→ **SET PROBLEM**
Pull out each line in the items below that contains the word "group".

→ **DATASET EXCERPTS**
****************
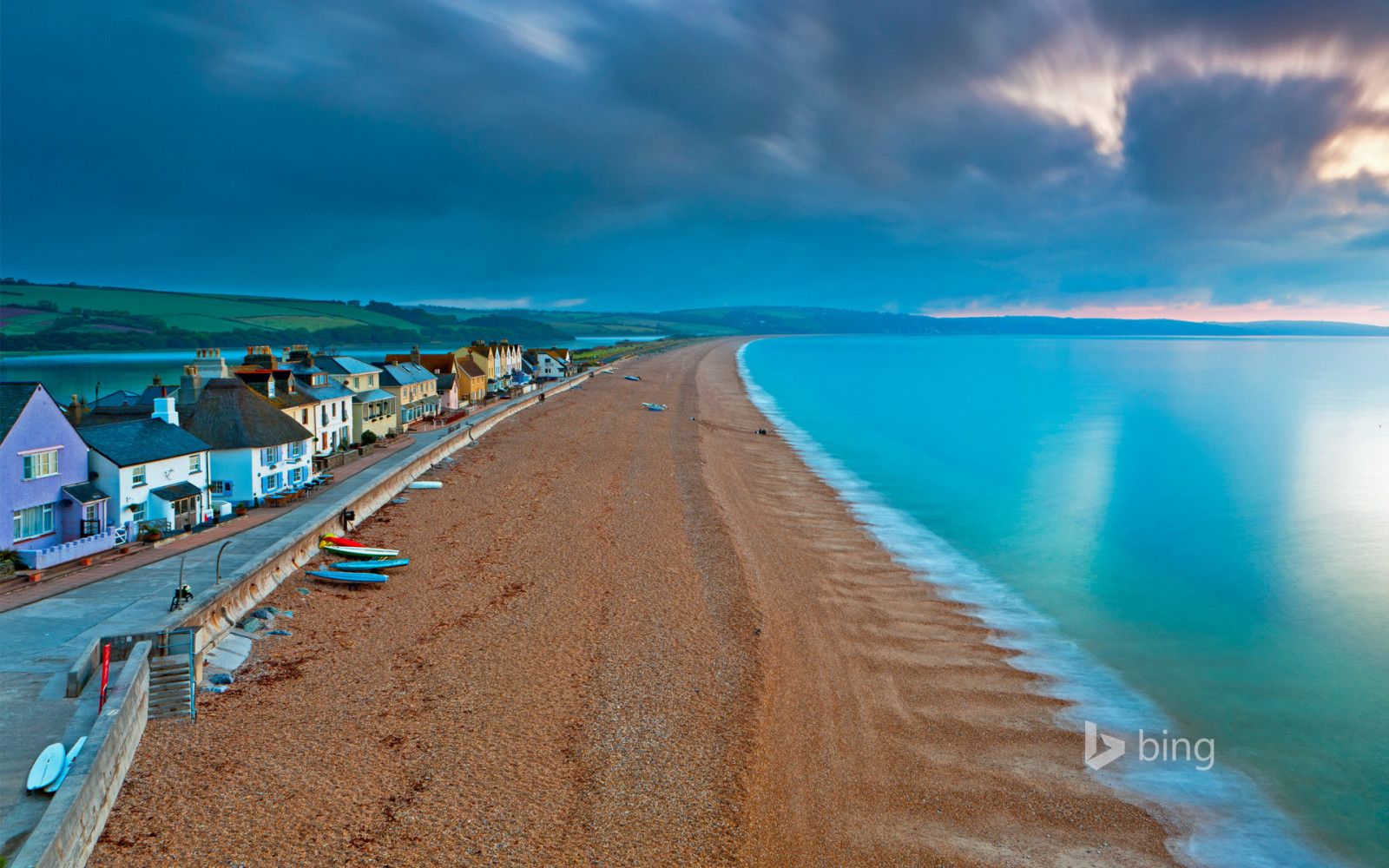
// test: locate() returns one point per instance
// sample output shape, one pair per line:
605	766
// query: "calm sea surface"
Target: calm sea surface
69	374
1191	535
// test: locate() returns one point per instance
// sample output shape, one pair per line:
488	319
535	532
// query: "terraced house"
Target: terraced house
416	389
372	407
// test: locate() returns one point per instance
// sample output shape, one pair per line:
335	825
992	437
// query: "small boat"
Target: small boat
347	578
372	566
50	764
342	541
360	552
67	767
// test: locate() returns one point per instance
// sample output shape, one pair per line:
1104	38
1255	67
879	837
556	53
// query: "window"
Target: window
35	521
41	464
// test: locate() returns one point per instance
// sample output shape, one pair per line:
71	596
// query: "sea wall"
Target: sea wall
76	814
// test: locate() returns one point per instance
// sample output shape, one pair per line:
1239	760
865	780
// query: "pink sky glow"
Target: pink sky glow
1195	312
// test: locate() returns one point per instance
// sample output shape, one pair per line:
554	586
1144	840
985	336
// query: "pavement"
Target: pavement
41	641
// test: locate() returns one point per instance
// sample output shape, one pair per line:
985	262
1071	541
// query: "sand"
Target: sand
625	639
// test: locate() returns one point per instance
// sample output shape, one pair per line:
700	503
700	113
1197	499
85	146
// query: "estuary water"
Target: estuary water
1189	535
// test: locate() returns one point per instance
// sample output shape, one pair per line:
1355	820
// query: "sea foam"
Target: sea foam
1228	823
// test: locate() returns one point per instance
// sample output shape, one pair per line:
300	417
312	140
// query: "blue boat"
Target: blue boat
370	566
347	578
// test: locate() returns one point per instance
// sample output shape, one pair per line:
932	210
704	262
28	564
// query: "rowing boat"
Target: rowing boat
347	578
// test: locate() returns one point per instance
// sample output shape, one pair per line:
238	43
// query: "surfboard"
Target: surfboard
370	566
349	578
67	767
48	767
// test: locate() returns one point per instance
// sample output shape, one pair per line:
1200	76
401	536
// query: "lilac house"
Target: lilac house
43	481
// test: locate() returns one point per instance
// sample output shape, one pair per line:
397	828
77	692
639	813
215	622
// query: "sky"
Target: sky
1199	159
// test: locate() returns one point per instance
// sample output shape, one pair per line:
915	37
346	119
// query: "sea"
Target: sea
83	374
1189	536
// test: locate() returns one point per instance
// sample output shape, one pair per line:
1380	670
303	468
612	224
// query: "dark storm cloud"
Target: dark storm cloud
627	148
1228	141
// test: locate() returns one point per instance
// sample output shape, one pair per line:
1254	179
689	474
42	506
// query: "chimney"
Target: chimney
164	410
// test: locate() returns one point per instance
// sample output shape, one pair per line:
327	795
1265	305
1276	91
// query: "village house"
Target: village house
153	471
45	477
416	389
372	409
256	450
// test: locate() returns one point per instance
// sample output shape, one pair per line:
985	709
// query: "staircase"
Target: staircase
170	682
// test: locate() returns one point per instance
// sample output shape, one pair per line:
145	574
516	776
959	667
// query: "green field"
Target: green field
191	312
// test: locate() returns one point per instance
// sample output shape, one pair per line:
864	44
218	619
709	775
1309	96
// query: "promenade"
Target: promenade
41	641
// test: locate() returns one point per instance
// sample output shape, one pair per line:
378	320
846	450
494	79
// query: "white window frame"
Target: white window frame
36	465
41	517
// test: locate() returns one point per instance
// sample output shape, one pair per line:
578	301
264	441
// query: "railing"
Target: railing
43	559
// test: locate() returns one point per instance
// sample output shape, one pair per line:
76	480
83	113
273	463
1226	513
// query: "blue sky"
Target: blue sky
1143	157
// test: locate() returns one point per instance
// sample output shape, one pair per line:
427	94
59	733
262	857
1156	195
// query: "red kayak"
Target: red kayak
344	541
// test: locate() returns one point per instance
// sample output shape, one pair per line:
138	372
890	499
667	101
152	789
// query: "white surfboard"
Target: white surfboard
48	767
67	767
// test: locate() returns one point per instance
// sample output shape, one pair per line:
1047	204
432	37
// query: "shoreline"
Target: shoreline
636	639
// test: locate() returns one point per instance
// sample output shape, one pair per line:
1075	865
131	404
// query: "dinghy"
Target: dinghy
360	552
67	767
372	566
347	578
52	763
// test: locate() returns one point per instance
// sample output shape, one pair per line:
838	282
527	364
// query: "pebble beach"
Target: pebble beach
625	638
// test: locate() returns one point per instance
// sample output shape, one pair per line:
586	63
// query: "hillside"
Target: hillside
46	317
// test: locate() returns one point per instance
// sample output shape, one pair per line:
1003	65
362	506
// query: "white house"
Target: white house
256	450
152	470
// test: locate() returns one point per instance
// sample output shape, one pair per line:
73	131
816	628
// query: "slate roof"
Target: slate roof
344	365
141	442
229	414
403	374
14	398
85	492
177	490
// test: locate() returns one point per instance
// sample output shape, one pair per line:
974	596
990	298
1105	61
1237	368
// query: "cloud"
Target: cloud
659	155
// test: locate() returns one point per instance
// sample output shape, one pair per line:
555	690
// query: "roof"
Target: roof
139	442
403	374
177	490
344	365
14	398
83	492
229	414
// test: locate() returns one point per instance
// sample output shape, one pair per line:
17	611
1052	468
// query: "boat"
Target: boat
50	764
347	578
342	541
360	552
372	566
67	767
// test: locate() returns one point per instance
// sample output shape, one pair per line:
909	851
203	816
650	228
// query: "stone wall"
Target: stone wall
76	814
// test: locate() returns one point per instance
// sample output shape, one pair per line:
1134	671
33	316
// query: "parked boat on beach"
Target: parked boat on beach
347	578
372	566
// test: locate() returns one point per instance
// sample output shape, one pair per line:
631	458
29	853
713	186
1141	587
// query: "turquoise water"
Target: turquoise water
1191	535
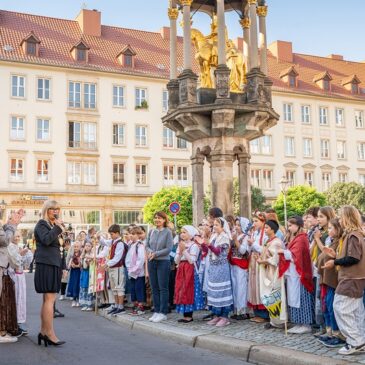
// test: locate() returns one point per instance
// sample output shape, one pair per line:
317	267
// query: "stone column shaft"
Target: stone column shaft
253	35
262	12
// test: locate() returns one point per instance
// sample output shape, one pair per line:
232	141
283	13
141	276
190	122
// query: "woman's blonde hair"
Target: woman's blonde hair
48	204
350	218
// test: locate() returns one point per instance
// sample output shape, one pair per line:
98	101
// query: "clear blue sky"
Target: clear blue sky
318	27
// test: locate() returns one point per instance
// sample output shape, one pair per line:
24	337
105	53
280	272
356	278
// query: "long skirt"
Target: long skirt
305	313
73	288
8	320
21	297
219	286
239	288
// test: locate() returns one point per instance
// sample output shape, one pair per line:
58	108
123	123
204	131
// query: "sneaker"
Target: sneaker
151	319
160	317
214	321
8	339
223	322
349	349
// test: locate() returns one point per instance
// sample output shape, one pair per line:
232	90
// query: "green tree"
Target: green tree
298	199
341	194
161	200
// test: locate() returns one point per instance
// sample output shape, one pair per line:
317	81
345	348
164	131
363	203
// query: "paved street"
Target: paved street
93	340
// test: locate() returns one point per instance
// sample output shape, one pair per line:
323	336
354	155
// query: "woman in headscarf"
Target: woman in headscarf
219	293
239	259
188	294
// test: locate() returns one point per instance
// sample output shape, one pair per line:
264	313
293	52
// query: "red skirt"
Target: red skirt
184	284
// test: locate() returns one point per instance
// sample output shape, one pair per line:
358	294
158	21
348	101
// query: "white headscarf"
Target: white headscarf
192	231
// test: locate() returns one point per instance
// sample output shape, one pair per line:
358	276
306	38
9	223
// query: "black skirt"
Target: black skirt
47	278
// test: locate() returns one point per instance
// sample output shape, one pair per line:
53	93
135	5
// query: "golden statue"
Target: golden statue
207	58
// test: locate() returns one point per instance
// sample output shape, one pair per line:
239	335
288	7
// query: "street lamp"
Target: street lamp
283	185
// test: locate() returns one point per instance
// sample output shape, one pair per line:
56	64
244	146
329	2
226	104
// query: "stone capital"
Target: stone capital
262	10
173	13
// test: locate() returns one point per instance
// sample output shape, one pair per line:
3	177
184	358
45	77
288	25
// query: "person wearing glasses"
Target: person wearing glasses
47	278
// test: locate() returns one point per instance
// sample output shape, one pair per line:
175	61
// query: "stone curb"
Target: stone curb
248	351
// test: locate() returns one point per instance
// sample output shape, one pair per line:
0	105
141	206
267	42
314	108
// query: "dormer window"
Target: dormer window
289	76
323	80
80	51
127	56
30	45
352	84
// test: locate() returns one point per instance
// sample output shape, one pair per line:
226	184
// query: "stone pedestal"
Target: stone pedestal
188	81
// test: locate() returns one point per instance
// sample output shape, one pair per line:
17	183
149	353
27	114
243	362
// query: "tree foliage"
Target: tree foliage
298	199
161	200
341	194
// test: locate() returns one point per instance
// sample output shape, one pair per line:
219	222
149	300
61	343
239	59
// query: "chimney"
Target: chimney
90	22
165	32
283	51
335	57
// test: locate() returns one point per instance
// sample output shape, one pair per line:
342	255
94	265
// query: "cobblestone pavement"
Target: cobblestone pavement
249	331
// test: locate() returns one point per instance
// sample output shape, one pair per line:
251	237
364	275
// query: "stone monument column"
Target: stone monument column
254	53
197	165
221	175
244	181
262	13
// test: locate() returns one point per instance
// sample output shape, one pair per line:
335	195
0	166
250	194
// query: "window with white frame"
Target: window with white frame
288	112
43	130
18	86
141	136
323	115
168	138
17	169
340	117
307	147
290	177
43	171
361	150
309	178
118	134
326	180
89	173
141	174
43	89
141	97
118	95
289	146
17	128
89	96
165	100
342	177
168	175
306	114
325	148
359	119
118	173
341	149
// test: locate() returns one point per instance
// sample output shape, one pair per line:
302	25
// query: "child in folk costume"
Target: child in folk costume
328	282
239	261
256	244
86	298
272	290
188	294
19	258
135	262
299	278
219	291
350	262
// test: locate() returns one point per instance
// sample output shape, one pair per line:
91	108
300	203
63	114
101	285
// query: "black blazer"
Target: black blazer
48	246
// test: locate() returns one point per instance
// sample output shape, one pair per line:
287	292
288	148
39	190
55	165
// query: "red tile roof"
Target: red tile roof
57	37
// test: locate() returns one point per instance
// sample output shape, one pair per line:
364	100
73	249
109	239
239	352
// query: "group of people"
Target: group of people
309	274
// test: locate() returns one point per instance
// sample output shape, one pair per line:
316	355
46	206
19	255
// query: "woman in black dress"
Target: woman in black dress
47	278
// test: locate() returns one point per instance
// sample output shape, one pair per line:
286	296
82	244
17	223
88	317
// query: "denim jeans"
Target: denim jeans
159	272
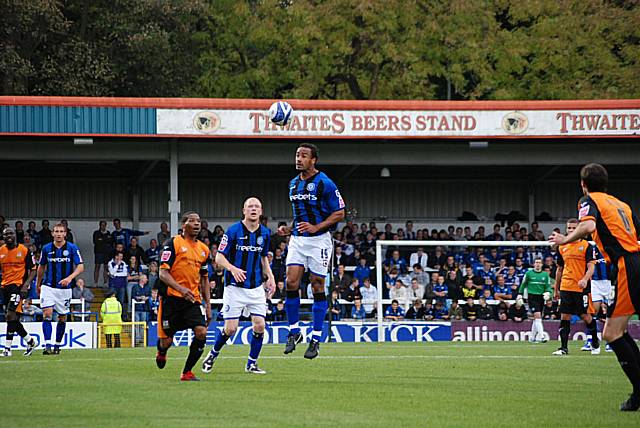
****************
→ **CORRECT ANSWER**
// query: "group of people"
Target: group of people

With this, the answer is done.